[start]

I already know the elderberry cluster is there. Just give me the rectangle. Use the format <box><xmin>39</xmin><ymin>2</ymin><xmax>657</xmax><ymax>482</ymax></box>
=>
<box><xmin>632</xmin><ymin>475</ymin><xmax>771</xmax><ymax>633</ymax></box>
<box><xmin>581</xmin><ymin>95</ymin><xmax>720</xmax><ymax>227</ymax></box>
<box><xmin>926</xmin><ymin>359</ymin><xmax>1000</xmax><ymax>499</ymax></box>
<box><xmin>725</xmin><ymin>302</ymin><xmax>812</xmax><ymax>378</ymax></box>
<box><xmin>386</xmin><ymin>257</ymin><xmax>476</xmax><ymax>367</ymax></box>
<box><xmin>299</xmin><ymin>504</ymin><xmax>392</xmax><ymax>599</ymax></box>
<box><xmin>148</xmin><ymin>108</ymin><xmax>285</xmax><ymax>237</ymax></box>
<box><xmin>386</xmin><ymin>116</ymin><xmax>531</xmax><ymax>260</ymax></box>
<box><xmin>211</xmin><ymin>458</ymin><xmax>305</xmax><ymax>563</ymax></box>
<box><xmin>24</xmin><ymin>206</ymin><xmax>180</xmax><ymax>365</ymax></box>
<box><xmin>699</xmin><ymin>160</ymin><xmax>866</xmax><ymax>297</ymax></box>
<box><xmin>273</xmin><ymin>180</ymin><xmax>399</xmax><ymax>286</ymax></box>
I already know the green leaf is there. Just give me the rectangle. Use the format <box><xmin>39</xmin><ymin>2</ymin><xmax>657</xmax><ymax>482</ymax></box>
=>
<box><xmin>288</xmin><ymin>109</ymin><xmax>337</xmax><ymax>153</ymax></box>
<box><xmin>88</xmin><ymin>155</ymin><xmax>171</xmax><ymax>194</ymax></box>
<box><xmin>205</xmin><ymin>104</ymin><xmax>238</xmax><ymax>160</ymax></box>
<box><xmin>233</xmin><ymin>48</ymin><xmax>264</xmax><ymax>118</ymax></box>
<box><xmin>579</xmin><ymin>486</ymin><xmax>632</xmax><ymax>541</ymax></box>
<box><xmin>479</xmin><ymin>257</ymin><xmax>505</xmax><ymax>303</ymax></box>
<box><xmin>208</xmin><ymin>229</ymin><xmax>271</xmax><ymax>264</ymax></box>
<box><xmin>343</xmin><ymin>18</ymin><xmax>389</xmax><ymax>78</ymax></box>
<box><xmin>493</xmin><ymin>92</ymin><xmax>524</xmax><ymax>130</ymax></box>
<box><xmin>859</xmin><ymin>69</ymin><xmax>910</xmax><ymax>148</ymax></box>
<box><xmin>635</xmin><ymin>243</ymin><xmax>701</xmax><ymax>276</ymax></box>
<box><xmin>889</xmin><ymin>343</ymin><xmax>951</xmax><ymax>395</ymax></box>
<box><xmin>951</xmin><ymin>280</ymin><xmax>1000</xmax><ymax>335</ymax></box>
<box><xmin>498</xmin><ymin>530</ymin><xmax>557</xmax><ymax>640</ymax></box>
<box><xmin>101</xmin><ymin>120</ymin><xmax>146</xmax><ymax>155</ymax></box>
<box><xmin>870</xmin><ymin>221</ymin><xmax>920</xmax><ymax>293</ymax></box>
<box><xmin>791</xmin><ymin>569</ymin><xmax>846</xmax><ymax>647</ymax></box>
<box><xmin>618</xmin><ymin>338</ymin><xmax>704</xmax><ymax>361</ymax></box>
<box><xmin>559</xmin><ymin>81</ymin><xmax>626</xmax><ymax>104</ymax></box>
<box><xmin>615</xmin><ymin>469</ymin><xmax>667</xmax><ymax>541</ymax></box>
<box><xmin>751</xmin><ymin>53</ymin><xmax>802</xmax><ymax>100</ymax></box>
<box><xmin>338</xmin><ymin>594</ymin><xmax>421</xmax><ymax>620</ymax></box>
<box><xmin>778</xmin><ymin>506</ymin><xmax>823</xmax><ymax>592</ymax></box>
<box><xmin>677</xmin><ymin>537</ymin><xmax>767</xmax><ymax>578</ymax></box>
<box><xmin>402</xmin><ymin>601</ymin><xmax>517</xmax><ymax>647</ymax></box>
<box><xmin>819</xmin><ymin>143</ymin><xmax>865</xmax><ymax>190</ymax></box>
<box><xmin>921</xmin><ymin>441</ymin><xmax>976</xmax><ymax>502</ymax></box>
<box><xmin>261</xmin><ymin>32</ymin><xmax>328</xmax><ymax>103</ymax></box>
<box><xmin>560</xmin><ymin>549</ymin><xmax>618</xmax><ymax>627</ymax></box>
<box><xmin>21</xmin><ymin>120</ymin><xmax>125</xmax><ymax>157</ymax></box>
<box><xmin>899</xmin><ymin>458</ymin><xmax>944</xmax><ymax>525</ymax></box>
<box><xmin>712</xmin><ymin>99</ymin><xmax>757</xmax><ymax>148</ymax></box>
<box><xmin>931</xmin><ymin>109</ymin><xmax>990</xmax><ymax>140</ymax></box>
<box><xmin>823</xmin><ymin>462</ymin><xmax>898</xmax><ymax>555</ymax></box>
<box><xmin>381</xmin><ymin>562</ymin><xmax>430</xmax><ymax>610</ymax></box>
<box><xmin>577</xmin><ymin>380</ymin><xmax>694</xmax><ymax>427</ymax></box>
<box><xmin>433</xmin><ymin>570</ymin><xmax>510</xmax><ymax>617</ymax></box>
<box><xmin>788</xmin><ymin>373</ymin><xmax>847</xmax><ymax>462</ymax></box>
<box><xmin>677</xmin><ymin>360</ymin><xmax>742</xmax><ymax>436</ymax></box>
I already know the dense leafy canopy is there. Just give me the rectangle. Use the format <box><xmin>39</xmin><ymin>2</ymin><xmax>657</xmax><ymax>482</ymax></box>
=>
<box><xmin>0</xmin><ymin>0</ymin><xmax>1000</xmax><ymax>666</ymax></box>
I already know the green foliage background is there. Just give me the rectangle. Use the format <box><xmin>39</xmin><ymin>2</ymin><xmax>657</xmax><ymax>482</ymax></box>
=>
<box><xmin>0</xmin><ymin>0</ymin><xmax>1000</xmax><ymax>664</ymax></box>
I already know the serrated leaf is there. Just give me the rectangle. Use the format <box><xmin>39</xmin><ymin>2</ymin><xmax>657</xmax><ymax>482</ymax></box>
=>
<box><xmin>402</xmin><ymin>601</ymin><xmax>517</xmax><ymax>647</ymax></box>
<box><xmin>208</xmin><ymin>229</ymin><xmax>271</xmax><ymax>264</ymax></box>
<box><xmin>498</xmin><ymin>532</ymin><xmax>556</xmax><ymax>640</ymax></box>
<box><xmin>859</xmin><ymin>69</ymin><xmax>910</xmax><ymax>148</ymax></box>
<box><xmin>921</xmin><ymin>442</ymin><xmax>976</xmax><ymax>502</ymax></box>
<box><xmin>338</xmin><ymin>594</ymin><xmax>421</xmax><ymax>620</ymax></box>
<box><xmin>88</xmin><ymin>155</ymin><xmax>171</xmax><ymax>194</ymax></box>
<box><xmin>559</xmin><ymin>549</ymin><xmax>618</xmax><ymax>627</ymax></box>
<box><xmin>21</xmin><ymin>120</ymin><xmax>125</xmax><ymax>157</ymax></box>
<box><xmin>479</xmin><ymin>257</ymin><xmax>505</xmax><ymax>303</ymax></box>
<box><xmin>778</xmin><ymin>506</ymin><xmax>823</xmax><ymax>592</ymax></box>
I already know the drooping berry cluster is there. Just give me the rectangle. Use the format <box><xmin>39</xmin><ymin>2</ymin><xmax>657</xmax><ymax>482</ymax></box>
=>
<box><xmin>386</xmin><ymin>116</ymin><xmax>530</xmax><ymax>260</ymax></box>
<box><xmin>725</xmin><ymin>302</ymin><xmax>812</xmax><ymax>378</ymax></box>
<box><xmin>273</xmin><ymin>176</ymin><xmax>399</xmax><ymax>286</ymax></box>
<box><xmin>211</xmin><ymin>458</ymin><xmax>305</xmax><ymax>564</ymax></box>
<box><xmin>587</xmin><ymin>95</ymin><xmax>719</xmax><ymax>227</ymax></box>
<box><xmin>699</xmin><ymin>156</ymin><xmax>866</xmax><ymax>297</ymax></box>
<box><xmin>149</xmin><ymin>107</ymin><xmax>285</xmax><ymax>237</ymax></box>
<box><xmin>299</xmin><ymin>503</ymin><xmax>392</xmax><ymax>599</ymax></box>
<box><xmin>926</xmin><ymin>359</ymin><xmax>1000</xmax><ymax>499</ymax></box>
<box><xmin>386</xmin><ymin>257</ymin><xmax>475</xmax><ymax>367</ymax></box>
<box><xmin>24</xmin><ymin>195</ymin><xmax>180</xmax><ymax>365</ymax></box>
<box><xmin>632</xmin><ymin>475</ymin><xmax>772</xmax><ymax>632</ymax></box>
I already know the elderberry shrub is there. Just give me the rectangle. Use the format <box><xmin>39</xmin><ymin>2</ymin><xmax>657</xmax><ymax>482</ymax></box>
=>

[end]

### Written task:
Return each line of the material above that contains the string "green". Treat uppercase and lowercase as different.

### Solution for this exercise:
I already know the green leaf is there. Just give me the rectangle. Use the format <box><xmin>39</xmin><ymin>2</ymin><xmax>657</xmax><ymax>482</ymax></box>
I already know the green foliage background is there. Just give me the rectangle. Use the format <box><xmin>39</xmin><ymin>2</ymin><xmax>657</xmax><ymax>482</ymax></box>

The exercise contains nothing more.